What needs to be done:
Locate the line containing "blind in this photo." in the material below; repeat it and every line after it, exactly as written.

(Position annotation records)
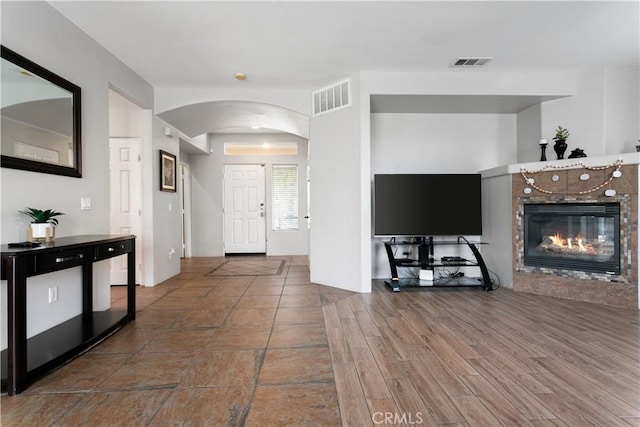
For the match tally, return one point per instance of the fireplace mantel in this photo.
(515, 168)
(507, 191)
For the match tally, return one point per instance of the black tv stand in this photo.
(426, 261)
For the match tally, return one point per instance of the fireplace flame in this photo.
(576, 244)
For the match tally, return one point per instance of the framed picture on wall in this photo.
(167, 172)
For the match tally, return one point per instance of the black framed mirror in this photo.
(41, 118)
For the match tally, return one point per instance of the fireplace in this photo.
(573, 236)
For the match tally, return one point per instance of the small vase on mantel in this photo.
(560, 139)
(560, 147)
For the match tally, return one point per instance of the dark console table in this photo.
(26, 360)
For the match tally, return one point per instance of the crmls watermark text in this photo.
(397, 418)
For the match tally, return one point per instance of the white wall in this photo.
(496, 227)
(622, 109)
(207, 191)
(336, 249)
(36, 31)
(603, 117)
(166, 210)
(437, 143)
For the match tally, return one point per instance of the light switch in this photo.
(85, 203)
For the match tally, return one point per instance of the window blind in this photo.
(284, 197)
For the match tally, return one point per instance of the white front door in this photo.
(125, 200)
(244, 209)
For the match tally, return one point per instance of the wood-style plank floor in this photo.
(273, 349)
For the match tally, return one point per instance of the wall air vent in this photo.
(331, 98)
(466, 62)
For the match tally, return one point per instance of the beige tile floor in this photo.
(204, 350)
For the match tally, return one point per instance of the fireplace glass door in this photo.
(573, 236)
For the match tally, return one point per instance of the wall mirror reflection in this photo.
(40, 114)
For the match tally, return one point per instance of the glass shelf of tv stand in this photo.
(444, 282)
(426, 260)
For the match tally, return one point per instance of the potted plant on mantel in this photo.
(560, 146)
(43, 223)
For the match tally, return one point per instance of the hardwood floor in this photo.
(271, 350)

Exercise response:
For the match tally, return one point per instance of the window blind in this photo.
(284, 197)
For the match tally, return one point per instance of the white front door in this photo.
(125, 200)
(244, 209)
For the match tally, return one point per instance of the wood-style plank floor in this photo.
(273, 349)
For the match tally, return one point per instance of the wall air vent in this photo.
(331, 98)
(466, 62)
For the match tally, return one point per instance of the beige tile floor in this photo.
(204, 350)
For the match tally, return one point per instance of the fireplace glass door in this photo.
(573, 236)
For the match tally, return one point per instance of the wall mirror reflection in this photo.
(40, 114)
For the match tally, return one point per instance of the glass shelf of tv stand in this photo.
(444, 282)
(426, 260)
For the match tally, return one point per instance of the potted plant on mantel in this photo.
(560, 146)
(43, 223)
For the match tally, return one point per instance of the hardwood floor in this photo.
(271, 350)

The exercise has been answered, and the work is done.